- Your objective: In two sentences, summarize the Grieger v. Vega opinion below.

- Source passage:
— Start —

Grieger v. Vega

Decision Date14 July 1954
Docket NumberNo. A-4577,A-4577
Citation271 S.W.2d 85,153 Tex. 498
PartiesGRIEGER v. VEGA.
CourtTexas Supreme Court

Wofford, Fullerton & Barkley, Taylor, for petitioner.

Carlos C. Cadena, San Antonio, David Longoria, Austin, for respondent.

HICKMAN, Chief Justice.

This is a suit by respondent, Matilda Vega, against petitioner, Fred Grieger, for damages for the alleged wrongful killing of her son, Arthur Vega. Her petition alleged that petitioner 'willfully and maliciously killed Arthur Vega by shooting him with a gun.' The case was submitted to a jury on two special issues as follows:

'Special Issue No. 1: Do you find from a preponderance of the evidence that the action of Fred Grieger in shooting and killing the deceased, Arthur Vega, was wrongful?

'Answer 'Yes' or 'No.'

'If you have answered Special Issue No. 1 'Yes,' and in that event only, you will answer the following special issue:

'Special Issue No. 2: What amount of money, if any, do you find from a preponderance of the evidence would, if paid now, reasonably compensate the plaintiff, Matilda Vega, for the loss of pecuniary benefits, if any, sustained by her as a result of the death of Arthur Vega?

'Answer by stating the amount of dollars, if any, and cents, if any.

'Answer: $_____.'

The first special issue was answered 'No,' and in accordance with the court's instruction the second issue was not answered. Upon the verdict, judgment was rendered that respondent take nothing. The case was reversed and remanded by the Court of Civil Appeals. 264 S.W.2d 498.

— End —

- Extracted material:

— Start —

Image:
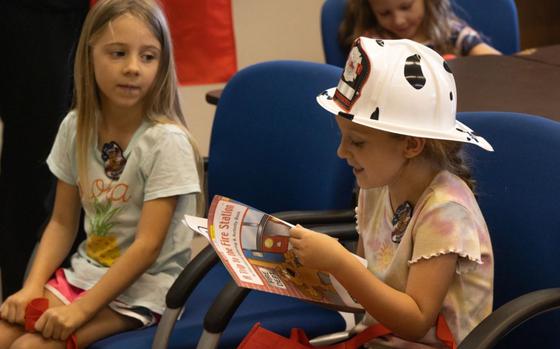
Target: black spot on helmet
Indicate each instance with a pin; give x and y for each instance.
(446, 67)
(413, 72)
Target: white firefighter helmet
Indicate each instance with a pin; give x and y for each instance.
(399, 86)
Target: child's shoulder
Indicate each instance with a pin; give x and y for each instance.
(447, 187)
(159, 135)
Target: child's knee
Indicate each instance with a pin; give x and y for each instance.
(8, 334)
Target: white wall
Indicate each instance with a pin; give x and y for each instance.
(264, 30)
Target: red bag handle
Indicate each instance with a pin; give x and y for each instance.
(374, 331)
(262, 338)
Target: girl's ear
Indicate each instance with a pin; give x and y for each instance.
(413, 146)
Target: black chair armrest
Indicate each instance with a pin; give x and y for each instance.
(189, 278)
(510, 315)
(224, 306)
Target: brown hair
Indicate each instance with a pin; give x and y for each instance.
(162, 101)
(450, 156)
(359, 19)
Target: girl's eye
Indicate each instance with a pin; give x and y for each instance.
(148, 57)
(356, 143)
(117, 54)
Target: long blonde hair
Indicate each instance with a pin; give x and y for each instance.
(161, 103)
(359, 18)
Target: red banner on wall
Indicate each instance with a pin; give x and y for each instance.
(203, 39)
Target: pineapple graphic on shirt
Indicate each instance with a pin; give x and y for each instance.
(101, 244)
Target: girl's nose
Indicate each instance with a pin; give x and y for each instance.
(132, 67)
(341, 151)
(399, 19)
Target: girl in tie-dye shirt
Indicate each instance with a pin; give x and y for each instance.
(430, 264)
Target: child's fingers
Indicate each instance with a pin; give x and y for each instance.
(297, 232)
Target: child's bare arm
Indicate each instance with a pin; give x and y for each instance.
(408, 314)
(152, 229)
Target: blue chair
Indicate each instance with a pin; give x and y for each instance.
(518, 188)
(274, 148)
(496, 19)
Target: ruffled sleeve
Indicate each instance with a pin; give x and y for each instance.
(448, 228)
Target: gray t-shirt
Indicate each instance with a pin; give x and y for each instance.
(159, 163)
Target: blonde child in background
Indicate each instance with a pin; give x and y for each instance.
(420, 227)
(431, 22)
(124, 155)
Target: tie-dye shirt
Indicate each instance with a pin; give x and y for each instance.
(446, 219)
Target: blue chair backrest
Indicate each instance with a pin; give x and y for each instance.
(496, 19)
(518, 187)
(272, 146)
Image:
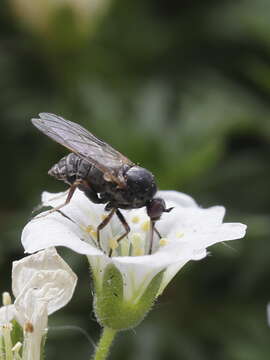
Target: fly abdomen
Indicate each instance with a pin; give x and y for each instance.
(66, 169)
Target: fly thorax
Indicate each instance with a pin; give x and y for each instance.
(141, 186)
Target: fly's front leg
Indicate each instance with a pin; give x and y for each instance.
(71, 191)
(152, 230)
(126, 226)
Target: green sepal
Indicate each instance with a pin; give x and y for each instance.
(112, 310)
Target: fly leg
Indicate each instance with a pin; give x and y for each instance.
(103, 224)
(71, 191)
(152, 230)
(126, 226)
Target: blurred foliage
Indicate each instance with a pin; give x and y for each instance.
(183, 88)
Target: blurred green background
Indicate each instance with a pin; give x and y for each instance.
(183, 88)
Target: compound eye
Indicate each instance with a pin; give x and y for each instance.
(155, 208)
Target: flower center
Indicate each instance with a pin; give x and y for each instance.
(137, 242)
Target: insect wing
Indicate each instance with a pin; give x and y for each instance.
(83, 143)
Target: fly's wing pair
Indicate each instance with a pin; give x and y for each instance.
(84, 144)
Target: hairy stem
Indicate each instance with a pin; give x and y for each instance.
(105, 342)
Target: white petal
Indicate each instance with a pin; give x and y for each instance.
(55, 230)
(7, 314)
(47, 275)
(215, 234)
(36, 316)
(177, 197)
(80, 209)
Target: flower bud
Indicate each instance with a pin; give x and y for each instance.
(113, 310)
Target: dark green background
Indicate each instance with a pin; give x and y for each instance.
(183, 88)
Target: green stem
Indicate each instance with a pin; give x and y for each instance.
(105, 342)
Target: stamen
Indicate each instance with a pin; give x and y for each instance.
(135, 219)
(91, 230)
(138, 252)
(6, 298)
(163, 241)
(113, 244)
(125, 245)
(28, 327)
(145, 226)
(179, 235)
(137, 244)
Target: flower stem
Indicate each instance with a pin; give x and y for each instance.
(105, 342)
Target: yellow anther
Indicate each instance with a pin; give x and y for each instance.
(90, 230)
(163, 241)
(145, 225)
(113, 244)
(124, 247)
(138, 252)
(136, 239)
(135, 219)
(179, 235)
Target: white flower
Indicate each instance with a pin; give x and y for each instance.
(42, 283)
(186, 233)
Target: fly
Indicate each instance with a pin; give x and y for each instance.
(102, 173)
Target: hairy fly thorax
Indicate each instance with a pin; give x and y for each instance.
(104, 174)
(140, 183)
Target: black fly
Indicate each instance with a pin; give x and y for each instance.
(102, 173)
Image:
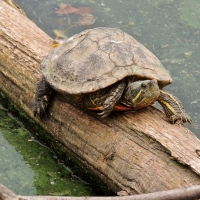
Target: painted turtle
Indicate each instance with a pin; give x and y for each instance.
(106, 69)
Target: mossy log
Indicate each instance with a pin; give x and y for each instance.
(134, 152)
(189, 193)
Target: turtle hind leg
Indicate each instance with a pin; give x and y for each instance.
(42, 97)
(114, 96)
(173, 108)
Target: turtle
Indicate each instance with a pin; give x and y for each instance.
(106, 69)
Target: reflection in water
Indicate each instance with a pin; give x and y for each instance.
(15, 172)
(168, 28)
(29, 168)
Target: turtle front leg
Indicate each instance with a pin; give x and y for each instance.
(114, 96)
(173, 108)
(42, 97)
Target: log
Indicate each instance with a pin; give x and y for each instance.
(135, 152)
(189, 193)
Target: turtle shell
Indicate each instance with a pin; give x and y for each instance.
(97, 58)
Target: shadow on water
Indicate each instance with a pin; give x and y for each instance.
(28, 167)
(168, 28)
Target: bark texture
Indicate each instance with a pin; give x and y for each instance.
(189, 193)
(134, 152)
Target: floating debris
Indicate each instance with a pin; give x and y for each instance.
(87, 20)
(59, 33)
(65, 9)
(84, 11)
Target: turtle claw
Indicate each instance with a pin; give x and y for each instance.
(103, 114)
(183, 117)
(40, 106)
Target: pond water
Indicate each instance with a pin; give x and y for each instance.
(28, 167)
(168, 28)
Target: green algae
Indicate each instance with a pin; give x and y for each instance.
(189, 12)
(47, 158)
(28, 168)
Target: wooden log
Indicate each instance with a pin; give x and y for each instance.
(189, 193)
(134, 152)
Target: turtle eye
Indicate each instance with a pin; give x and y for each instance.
(143, 85)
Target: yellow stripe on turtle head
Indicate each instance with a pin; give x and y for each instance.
(137, 96)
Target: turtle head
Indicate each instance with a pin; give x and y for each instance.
(140, 94)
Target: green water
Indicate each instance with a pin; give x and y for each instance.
(168, 28)
(29, 168)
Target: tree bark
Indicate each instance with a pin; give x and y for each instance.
(189, 193)
(135, 152)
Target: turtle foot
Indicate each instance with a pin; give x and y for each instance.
(40, 106)
(183, 117)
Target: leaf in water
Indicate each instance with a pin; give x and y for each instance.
(84, 10)
(65, 9)
(87, 20)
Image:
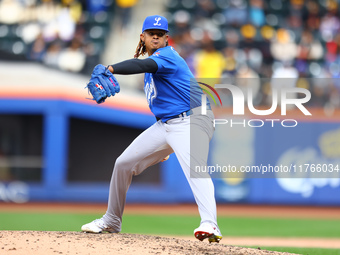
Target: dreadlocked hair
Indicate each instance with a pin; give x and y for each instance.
(141, 49)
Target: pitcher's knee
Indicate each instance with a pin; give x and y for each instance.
(123, 164)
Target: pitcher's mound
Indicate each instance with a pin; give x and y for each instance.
(45, 242)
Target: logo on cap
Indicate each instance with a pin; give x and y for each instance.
(157, 19)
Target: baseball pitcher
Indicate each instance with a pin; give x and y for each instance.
(175, 104)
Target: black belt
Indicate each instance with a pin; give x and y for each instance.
(181, 115)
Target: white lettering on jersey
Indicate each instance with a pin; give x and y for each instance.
(150, 91)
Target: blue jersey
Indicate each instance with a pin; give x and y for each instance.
(171, 90)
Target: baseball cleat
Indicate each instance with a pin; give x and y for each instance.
(208, 230)
(97, 226)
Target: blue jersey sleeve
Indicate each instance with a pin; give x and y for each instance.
(165, 60)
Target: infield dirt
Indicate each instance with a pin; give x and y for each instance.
(46, 242)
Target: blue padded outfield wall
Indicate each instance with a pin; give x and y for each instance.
(311, 141)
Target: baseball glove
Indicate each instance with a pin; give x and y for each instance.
(102, 84)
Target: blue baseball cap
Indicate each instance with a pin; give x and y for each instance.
(155, 22)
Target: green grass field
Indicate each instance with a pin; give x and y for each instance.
(184, 225)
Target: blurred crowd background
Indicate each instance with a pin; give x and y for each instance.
(296, 39)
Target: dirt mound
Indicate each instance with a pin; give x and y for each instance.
(45, 242)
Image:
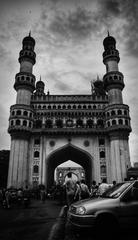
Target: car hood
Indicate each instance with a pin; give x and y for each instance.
(97, 203)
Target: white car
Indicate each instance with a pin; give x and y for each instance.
(115, 209)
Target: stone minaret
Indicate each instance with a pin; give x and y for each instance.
(117, 113)
(21, 116)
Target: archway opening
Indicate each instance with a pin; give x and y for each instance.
(62, 170)
(63, 154)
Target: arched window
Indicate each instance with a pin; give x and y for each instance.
(90, 123)
(119, 112)
(36, 154)
(13, 113)
(103, 169)
(79, 123)
(38, 124)
(25, 113)
(112, 113)
(35, 169)
(113, 122)
(120, 121)
(18, 112)
(101, 141)
(18, 122)
(37, 141)
(48, 123)
(24, 123)
(59, 123)
(102, 154)
(126, 122)
(125, 112)
(100, 123)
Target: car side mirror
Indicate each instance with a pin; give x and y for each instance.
(134, 193)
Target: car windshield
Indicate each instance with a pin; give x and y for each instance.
(116, 190)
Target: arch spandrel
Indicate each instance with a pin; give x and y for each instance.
(65, 153)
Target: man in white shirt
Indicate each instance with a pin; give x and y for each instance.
(103, 186)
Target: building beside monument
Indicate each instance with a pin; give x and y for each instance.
(47, 130)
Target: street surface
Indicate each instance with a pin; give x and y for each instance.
(45, 221)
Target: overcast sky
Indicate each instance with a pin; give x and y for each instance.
(69, 45)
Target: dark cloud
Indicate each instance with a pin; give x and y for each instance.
(59, 84)
(126, 11)
(76, 25)
(112, 6)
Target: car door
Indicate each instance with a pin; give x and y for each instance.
(128, 210)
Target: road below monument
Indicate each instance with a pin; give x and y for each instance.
(44, 221)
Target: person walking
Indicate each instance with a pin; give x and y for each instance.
(103, 187)
(70, 189)
(94, 189)
(85, 193)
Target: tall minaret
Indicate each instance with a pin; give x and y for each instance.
(21, 116)
(117, 113)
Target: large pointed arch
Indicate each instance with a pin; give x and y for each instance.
(65, 153)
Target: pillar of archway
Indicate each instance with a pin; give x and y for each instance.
(63, 154)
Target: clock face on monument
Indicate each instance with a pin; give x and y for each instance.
(69, 123)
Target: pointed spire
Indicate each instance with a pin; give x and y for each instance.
(98, 79)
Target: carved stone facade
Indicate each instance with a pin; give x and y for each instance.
(47, 130)
(78, 173)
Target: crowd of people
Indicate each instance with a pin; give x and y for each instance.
(66, 193)
(79, 190)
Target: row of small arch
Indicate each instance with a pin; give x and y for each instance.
(49, 123)
(28, 53)
(111, 52)
(118, 121)
(117, 112)
(102, 169)
(22, 113)
(25, 78)
(113, 78)
(69, 106)
(70, 114)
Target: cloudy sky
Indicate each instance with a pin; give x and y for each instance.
(69, 45)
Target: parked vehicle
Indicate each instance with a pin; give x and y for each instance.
(115, 209)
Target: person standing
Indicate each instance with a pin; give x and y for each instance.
(85, 193)
(70, 189)
(94, 189)
(103, 186)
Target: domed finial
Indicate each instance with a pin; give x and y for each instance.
(98, 77)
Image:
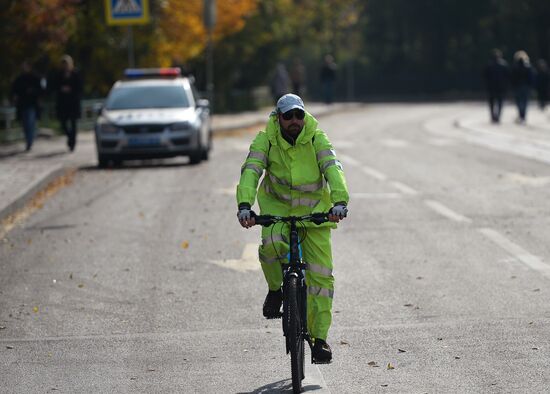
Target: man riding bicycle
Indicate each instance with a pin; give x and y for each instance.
(302, 176)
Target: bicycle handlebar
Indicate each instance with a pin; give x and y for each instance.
(268, 220)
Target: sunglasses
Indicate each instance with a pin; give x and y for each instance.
(294, 113)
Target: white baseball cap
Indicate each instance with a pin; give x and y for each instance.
(289, 102)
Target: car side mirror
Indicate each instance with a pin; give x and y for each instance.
(203, 103)
(97, 108)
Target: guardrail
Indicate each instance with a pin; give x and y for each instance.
(10, 128)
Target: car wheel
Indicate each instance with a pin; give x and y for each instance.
(102, 161)
(195, 157)
(206, 150)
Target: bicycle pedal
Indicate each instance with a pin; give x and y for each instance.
(313, 361)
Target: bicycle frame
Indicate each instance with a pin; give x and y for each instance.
(296, 267)
(294, 287)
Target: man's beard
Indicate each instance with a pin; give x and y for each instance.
(293, 130)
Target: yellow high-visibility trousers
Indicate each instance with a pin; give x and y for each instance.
(317, 253)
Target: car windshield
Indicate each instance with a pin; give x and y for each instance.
(132, 97)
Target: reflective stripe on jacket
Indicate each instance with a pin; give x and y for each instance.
(298, 179)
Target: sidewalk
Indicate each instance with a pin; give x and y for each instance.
(23, 174)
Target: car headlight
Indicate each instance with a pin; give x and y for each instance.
(180, 126)
(108, 128)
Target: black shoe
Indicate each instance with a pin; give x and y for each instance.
(272, 304)
(321, 352)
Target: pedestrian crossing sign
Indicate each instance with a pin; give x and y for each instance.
(127, 12)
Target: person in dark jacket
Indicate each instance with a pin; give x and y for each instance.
(25, 94)
(67, 87)
(496, 76)
(522, 81)
(542, 83)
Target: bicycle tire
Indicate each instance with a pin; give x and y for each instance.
(294, 334)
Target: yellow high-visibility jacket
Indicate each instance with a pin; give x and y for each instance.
(299, 179)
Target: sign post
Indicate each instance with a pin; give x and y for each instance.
(127, 13)
(209, 18)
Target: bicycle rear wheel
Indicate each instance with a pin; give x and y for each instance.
(294, 333)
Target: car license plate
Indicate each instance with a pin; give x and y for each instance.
(149, 141)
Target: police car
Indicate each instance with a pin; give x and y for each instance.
(153, 113)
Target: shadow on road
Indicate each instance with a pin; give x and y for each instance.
(138, 165)
(11, 153)
(282, 386)
(51, 154)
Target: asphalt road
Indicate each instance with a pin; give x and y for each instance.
(140, 279)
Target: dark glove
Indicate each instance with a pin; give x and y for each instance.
(339, 210)
(244, 213)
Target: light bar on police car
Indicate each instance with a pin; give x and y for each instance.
(152, 72)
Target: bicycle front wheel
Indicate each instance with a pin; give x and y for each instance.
(295, 338)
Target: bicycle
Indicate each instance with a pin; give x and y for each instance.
(294, 294)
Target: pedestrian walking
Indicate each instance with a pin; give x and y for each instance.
(522, 81)
(297, 74)
(328, 77)
(542, 83)
(25, 94)
(280, 82)
(67, 86)
(496, 75)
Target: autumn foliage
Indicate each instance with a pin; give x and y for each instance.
(181, 32)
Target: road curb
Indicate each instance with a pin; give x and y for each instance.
(24, 197)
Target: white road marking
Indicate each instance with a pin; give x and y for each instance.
(517, 251)
(447, 212)
(469, 132)
(314, 380)
(527, 180)
(374, 173)
(404, 188)
(376, 196)
(248, 261)
(441, 142)
(394, 143)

— End —

- Result: Matilda Vega sued Fred Grieger for damages, alleging that he willfully and maliciously killed her son, Arthur Vega, by shooting him with a gun. The jury answered "No" to whether the shooting was wrongful, so it did not reach the damages issue, and the trial court rendered a take-nothing judgment that the Court of Civil Appeals reversed and remanded.